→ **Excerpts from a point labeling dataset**
------------------------------------------------

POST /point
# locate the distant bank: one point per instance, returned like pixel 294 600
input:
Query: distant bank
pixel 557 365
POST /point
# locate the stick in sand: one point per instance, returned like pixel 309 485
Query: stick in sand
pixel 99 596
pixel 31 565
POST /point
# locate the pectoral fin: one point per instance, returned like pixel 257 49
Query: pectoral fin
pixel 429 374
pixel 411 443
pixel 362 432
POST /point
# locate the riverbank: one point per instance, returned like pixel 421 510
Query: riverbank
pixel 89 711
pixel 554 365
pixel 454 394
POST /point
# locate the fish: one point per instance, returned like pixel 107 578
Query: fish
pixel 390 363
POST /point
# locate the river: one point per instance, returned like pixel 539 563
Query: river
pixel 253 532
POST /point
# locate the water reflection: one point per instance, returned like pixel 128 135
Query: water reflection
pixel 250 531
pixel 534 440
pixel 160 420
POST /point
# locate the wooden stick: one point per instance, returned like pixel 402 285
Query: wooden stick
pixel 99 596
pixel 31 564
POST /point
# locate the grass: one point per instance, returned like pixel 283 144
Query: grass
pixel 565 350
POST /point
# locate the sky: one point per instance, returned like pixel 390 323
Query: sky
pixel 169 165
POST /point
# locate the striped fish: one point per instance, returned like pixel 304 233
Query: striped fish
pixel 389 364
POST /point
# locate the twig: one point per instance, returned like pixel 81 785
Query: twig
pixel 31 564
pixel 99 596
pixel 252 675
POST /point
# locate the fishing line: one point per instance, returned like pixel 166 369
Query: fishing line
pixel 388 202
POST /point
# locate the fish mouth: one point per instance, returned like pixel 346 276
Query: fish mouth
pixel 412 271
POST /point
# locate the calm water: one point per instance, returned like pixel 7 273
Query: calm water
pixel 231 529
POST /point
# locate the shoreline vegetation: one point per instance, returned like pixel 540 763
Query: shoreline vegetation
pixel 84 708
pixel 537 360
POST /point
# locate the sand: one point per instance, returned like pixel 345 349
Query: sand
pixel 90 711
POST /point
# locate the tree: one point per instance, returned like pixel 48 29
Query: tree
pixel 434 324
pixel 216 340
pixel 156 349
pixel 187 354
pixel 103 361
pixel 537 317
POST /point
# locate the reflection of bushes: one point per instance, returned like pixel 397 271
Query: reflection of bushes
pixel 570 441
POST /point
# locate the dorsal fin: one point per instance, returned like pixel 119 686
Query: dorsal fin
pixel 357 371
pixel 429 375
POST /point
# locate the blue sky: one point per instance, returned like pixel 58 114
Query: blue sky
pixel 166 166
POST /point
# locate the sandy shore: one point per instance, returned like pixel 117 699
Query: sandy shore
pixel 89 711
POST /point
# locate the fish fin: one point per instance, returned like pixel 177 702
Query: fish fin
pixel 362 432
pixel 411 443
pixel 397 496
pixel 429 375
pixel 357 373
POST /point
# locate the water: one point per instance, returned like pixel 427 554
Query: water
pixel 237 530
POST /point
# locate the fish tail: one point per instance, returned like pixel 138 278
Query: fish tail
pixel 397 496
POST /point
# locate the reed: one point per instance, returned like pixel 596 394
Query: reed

------------------------------------------------

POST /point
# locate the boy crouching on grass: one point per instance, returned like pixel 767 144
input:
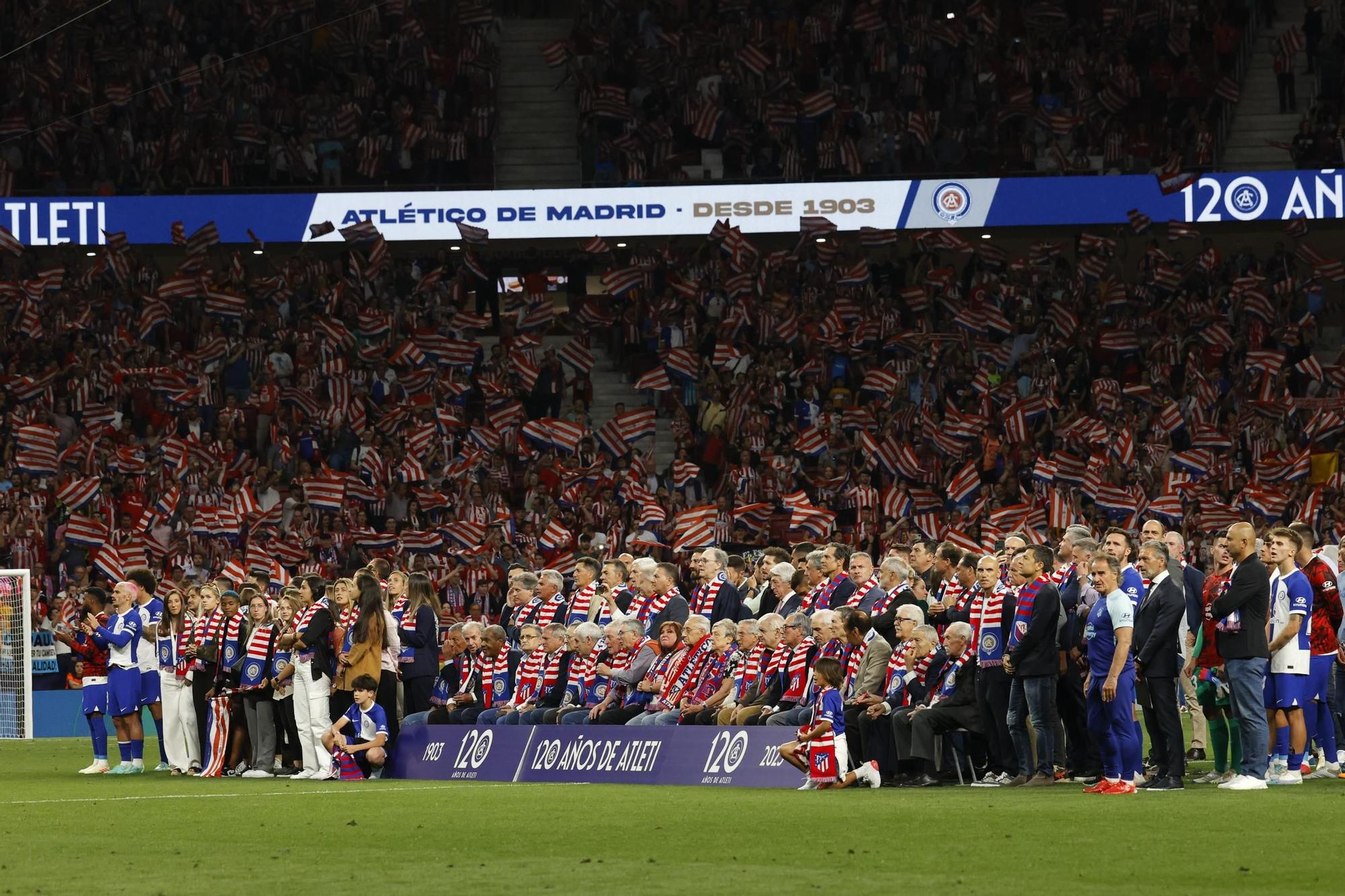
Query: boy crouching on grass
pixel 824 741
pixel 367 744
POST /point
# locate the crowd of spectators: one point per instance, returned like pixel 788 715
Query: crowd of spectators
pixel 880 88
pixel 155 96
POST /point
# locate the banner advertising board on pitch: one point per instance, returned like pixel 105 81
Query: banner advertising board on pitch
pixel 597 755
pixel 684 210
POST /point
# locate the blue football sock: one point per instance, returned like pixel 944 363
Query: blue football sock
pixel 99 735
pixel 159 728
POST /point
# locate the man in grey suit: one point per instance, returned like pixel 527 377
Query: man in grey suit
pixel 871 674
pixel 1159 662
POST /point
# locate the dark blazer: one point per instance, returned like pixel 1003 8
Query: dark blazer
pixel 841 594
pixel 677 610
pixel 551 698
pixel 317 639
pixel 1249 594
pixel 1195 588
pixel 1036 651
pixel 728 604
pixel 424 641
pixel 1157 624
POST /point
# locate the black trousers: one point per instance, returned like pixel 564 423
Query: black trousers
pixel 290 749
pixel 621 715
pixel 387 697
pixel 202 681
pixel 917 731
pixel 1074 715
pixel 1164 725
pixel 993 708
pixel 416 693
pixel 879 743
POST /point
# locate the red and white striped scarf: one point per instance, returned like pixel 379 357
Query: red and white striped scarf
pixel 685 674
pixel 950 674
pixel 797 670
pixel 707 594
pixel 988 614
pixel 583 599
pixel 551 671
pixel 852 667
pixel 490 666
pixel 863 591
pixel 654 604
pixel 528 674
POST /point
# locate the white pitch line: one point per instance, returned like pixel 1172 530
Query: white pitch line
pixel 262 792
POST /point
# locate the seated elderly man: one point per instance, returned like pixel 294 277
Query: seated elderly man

------------------------------------------------

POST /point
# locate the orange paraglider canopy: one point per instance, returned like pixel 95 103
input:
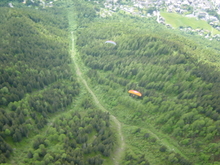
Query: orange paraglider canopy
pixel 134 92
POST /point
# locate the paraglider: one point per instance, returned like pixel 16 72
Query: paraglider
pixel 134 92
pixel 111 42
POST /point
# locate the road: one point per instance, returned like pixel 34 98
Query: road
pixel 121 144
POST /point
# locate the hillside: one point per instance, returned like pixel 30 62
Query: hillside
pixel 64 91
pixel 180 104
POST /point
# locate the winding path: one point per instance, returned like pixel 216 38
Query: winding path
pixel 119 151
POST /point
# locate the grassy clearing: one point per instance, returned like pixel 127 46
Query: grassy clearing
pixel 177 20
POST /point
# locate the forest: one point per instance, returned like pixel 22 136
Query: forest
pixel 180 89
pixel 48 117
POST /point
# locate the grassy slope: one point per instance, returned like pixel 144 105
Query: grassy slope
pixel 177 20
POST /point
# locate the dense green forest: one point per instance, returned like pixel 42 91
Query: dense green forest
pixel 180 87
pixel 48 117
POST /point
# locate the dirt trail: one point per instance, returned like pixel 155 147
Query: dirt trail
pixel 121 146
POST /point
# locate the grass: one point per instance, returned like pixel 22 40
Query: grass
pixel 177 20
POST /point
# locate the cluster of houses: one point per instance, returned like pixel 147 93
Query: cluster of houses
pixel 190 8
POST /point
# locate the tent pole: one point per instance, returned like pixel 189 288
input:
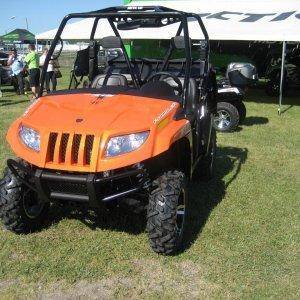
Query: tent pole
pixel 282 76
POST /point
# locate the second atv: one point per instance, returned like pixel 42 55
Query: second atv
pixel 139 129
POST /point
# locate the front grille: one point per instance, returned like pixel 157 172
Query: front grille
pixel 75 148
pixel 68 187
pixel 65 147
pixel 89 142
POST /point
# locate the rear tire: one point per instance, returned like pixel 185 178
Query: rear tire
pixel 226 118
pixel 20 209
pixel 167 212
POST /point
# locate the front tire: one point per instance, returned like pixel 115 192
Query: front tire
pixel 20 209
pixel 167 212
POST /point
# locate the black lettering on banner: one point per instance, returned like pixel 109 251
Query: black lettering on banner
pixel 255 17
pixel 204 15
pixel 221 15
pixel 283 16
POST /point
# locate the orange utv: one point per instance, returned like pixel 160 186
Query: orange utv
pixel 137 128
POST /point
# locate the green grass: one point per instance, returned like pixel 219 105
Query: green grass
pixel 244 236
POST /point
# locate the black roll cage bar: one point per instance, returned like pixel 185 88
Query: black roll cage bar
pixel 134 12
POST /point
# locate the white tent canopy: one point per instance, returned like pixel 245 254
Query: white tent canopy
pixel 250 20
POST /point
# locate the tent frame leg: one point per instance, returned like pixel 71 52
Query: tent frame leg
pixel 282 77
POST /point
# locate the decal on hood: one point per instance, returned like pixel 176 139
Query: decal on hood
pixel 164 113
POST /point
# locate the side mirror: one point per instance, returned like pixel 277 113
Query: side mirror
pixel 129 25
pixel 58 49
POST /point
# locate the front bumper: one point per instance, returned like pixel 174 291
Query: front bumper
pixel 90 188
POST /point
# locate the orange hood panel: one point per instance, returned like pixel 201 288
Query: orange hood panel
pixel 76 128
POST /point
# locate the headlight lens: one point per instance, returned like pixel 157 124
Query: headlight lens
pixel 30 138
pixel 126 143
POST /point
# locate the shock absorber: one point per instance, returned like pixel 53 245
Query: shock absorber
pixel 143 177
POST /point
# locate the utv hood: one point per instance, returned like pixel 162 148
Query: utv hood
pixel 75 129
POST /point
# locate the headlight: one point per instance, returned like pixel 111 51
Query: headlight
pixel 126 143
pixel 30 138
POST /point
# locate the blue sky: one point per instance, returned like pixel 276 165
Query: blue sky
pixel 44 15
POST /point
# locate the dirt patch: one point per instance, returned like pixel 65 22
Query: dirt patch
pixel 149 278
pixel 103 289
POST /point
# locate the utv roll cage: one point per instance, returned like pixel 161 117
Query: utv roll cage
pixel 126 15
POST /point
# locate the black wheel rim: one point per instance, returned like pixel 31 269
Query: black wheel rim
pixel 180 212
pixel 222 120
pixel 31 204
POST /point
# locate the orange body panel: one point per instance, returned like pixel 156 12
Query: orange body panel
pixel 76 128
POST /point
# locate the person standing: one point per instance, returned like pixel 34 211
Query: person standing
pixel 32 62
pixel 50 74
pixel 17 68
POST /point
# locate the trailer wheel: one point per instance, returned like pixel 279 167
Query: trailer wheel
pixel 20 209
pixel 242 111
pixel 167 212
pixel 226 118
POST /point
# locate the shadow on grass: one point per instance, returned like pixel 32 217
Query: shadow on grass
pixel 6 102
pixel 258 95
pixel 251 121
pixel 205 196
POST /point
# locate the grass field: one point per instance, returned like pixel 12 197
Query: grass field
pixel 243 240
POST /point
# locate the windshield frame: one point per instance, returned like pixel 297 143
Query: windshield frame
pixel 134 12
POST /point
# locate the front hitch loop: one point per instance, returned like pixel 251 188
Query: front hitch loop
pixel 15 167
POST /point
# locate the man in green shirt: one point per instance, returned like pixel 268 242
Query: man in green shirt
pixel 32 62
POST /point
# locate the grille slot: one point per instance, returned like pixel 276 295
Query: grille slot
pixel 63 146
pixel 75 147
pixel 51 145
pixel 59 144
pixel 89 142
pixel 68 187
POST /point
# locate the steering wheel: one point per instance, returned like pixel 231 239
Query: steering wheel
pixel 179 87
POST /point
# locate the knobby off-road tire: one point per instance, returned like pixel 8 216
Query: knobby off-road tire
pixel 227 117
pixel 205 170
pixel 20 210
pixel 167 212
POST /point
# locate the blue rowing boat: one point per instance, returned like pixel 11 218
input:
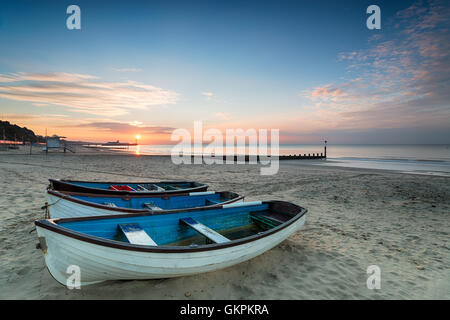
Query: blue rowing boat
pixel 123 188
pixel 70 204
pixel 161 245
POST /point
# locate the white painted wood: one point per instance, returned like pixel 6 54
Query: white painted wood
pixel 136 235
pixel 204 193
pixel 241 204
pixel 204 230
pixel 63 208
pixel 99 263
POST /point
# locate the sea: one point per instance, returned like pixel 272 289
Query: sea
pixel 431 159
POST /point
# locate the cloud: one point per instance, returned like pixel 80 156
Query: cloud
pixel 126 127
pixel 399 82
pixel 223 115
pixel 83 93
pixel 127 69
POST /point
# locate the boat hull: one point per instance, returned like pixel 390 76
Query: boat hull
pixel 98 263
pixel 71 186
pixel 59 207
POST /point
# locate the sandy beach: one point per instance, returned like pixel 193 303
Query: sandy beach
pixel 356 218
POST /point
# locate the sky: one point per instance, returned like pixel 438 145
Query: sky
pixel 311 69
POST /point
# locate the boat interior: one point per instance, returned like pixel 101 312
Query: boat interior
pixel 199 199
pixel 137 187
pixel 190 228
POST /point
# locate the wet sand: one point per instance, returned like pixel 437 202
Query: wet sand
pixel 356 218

------------------------------------------------

→ **Exercise brief**
Return every line of the records above that contains the string "cluster", treating uppercase and lowercase letters as distinct.

→ **Answer to this problem**
# locate the cluster of houses: one point per instance, returned like pixel 147 93
Query: cluster of houses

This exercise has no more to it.